**DATA PROVIDED**
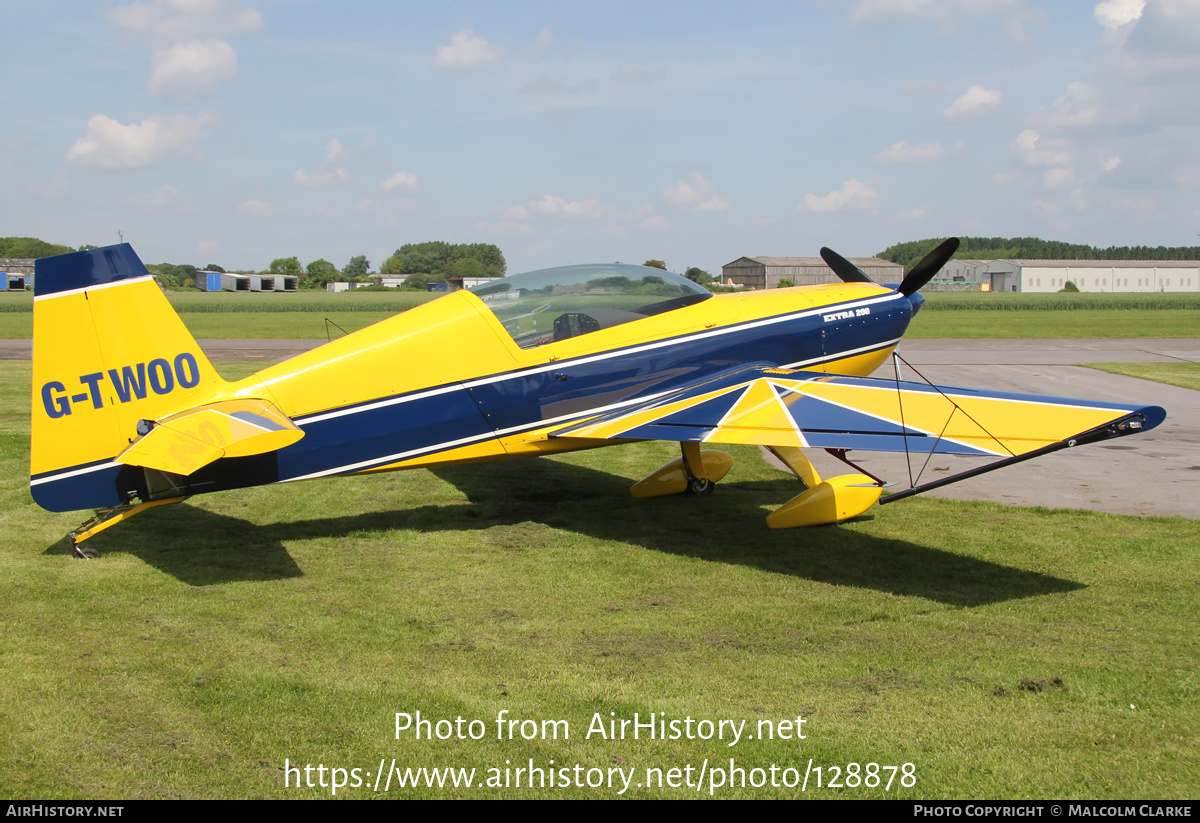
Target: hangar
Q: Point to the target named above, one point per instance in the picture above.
(1090, 275)
(765, 272)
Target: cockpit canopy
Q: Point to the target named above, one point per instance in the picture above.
(546, 306)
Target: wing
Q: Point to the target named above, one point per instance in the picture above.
(775, 407)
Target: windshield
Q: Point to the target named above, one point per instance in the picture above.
(546, 306)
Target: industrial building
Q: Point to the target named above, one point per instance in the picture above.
(16, 274)
(1090, 275)
(221, 281)
(765, 272)
(978, 275)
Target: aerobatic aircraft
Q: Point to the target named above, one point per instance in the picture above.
(127, 413)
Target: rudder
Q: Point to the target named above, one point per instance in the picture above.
(108, 352)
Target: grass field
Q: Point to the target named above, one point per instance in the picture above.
(946, 314)
(1186, 376)
(1005, 653)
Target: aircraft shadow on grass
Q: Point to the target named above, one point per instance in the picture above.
(201, 547)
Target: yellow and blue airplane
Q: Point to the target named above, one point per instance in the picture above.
(127, 413)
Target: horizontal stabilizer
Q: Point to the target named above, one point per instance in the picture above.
(786, 408)
(186, 442)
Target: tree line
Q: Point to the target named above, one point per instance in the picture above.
(1035, 248)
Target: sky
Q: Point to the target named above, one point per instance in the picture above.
(228, 132)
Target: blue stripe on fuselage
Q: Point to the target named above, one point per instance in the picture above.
(377, 432)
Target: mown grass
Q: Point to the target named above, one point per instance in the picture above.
(1186, 376)
(1011, 653)
(945, 316)
(1059, 301)
(1056, 324)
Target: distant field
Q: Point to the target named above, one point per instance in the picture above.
(1057, 324)
(1015, 653)
(987, 301)
(1186, 376)
(945, 316)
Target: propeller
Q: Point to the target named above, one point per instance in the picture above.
(917, 277)
(844, 268)
(929, 265)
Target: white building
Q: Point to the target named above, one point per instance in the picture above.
(1090, 275)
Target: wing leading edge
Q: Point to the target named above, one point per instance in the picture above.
(773, 407)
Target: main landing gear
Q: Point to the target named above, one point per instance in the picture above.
(832, 500)
(105, 518)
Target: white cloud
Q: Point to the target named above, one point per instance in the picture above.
(191, 70)
(1115, 13)
(549, 204)
(328, 172)
(466, 50)
(1059, 176)
(406, 179)
(975, 106)
(852, 194)
(633, 74)
(696, 193)
(545, 84)
(1029, 151)
(178, 19)
(256, 208)
(903, 152)
(905, 11)
(922, 88)
(1080, 106)
(156, 139)
(165, 196)
(543, 41)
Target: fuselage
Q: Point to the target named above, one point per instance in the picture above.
(444, 383)
(448, 383)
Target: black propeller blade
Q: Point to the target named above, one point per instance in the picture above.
(929, 265)
(844, 268)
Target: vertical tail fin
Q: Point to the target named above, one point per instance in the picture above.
(108, 353)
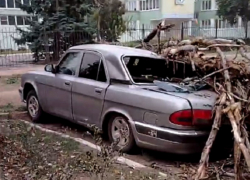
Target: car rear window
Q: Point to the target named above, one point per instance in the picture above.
(147, 70)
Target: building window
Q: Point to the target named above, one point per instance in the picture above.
(206, 5)
(10, 3)
(149, 5)
(17, 3)
(2, 4)
(132, 25)
(12, 20)
(131, 6)
(4, 20)
(206, 23)
(26, 2)
(19, 20)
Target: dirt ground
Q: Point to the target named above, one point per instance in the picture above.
(61, 158)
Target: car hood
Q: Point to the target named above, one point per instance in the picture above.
(199, 99)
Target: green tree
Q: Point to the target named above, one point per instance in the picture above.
(61, 24)
(109, 19)
(231, 9)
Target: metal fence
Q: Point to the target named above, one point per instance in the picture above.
(54, 43)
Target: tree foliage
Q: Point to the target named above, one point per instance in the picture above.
(231, 9)
(59, 26)
(109, 18)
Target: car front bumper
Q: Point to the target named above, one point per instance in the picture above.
(169, 140)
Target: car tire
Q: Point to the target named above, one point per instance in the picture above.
(127, 142)
(33, 106)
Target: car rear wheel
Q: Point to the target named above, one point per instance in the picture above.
(120, 133)
(34, 109)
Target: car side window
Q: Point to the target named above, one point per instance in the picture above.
(69, 63)
(92, 67)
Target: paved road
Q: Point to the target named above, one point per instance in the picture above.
(16, 59)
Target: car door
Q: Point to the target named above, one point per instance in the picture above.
(88, 90)
(57, 87)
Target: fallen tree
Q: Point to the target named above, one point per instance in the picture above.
(228, 77)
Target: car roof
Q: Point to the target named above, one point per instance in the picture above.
(113, 55)
(115, 50)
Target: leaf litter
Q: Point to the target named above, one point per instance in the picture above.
(27, 153)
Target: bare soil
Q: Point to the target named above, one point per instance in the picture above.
(28, 153)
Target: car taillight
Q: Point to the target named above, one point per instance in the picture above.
(191, 117)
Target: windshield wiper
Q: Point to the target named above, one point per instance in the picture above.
(170, 87)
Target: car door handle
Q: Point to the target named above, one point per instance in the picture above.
(98, 90)
(67, 83)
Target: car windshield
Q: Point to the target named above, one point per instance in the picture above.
(146, 70)
(160, 73)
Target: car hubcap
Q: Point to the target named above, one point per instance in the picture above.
(33, 106)
(120, 131)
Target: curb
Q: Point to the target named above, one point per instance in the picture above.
(4, 116)
(7, 116)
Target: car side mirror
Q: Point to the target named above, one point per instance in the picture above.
(49, 68)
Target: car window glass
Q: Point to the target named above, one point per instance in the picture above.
(101, 73)
(70, 63)
(89, 68)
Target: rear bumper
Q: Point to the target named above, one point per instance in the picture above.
(20, 90)
(169, 140)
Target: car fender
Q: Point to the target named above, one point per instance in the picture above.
(122, 112)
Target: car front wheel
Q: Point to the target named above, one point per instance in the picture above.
(120, 133)
(34, 109)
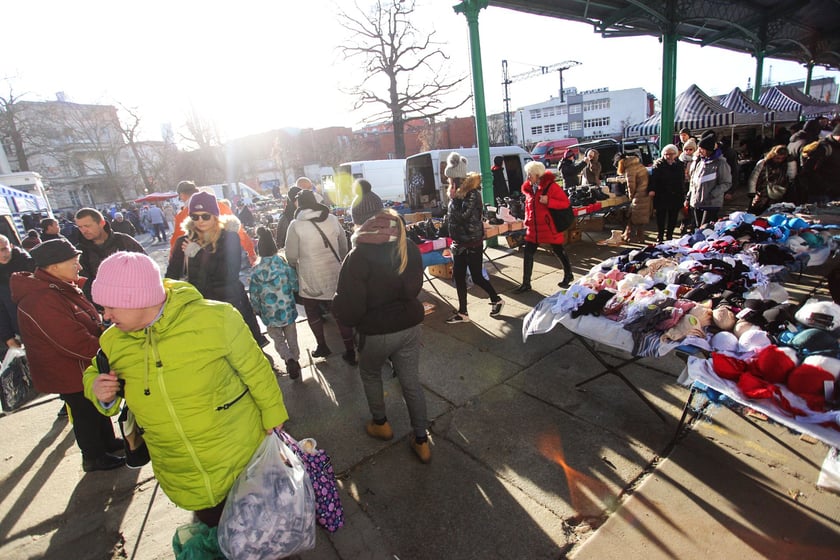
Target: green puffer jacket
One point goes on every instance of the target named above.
(200, 387)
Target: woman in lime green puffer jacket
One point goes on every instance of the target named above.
(193, 376)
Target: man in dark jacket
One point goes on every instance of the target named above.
(98, 242)
(12, 259)
(570, 170)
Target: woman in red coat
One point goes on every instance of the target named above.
(60, 330)
(541, 193)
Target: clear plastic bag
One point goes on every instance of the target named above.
(270, 510)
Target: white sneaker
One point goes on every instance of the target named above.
(458, 318)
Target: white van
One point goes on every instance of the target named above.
(233, 192)
(426, 185)
(386, 176)
(23, 203)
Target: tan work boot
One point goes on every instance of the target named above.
(383, 431)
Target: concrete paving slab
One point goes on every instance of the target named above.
(728, 490)
(546, 453)
(607, 401)
(454, 507)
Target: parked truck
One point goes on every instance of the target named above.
(386, 176)
(23, 203)
(427, 186)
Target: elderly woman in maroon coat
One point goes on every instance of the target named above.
(60, 330)
(541, 193)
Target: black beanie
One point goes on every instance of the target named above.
(266, 247)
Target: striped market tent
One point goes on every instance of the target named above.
(791, 104)
(693, 110)
(746, 110)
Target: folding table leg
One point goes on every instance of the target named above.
(614, 371)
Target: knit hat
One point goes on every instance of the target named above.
(293, 192)
(708, 142)
(306, 200)
(128, 281)
(203, 202)
(52, 252)
(266, 247)
(381, 228)
(456, 166)
(364, 207)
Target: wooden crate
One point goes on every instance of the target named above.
(441, 270)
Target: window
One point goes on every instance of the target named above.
(596, 123)
(596, 104)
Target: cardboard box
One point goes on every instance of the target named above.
(441, 270)
(595, 223)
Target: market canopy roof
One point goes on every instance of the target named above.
(793, 102)
(804, 31)
(746, 110)
(693, 110)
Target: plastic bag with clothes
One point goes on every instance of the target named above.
(270, 510)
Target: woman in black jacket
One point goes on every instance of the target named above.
(377, 295)
(466, 228)
(209, 257)
(667, 189)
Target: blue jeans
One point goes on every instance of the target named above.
(403, 348)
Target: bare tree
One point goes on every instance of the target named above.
(13, 127)
(388, 45)
(204, 164)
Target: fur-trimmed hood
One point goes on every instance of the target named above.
(471, 183)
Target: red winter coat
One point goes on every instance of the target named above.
(60, 329)
(539, 226)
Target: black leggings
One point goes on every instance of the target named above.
(666, 221)
(531, 250)
(470, 259)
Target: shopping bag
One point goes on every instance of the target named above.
(328, 511)
(270, 510)
(16, 388)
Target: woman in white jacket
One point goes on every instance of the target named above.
(315, 246)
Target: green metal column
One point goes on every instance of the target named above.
(759, 70)
(669, 88)
(810, 67)
(470, 9)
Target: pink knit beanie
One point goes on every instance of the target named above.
(128, 281)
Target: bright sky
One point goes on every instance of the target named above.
(256, 65)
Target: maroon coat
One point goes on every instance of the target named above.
(59, 327)
(539, 226)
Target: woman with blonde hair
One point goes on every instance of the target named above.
(209, 257)
(377, 295)
(541, 193)
(770, 179)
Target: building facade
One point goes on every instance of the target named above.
(585, 115)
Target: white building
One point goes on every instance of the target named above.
(586, 115)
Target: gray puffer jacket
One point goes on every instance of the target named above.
(709, 179)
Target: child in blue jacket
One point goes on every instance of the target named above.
(272, 291)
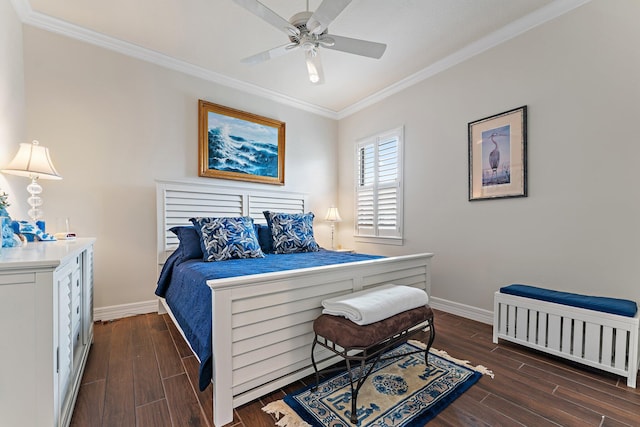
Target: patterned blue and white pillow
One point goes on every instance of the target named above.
(227, 238)
(292, 232)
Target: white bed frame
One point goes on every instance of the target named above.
(262, 323)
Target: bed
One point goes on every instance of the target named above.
(261, 322)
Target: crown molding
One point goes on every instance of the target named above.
(547, 13)
(55, 25)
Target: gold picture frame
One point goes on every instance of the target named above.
(498, 156)
(234, 144)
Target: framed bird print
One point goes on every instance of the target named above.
(498, 156)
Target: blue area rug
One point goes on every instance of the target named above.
(401, 392)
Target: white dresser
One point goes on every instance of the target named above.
(46, 330)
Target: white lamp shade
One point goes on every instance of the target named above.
(32, 161)
(333, 215)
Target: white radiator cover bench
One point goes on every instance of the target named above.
(594, 338)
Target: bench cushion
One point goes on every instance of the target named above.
(347, 334)
(617, 306)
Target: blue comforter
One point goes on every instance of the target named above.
(183, 285)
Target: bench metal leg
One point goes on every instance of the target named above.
(357, 383)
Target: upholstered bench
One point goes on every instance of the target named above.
(369, 342)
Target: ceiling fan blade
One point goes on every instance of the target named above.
(356, 46)
(325, 14)
(314, 66)
(268, 15)
(271, 53)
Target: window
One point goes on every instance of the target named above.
(379, 188)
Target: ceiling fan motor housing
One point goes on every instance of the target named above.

**YOUR INSTRUCTIONS**
In the listing above, locate the line containing "Target: black leggings" and the line containing "Target: bright sky". Transcribe those two lines and everything between them, exactly as written.

**SOLUTION**
Target: black leggings
One point goes on every instance of the target named above.
(666, 221)
(531, 250)
(470, 259)
Target: shopping bag
One point goes on every instance of the target named above.
(328, 511)
(270, 510)
(16, 388)
Target: woman in white jacket
One point goes on every instance of the target named above.
(315, 246)
Target: green metal column
One point goes on every instance of the target named above.
(759, 70)
(669, 88)
(810, 67)
(470, 9)
Target: pink knit beanie
One point goes on every instance of the target named above.
(128, 281)
Target: bright sky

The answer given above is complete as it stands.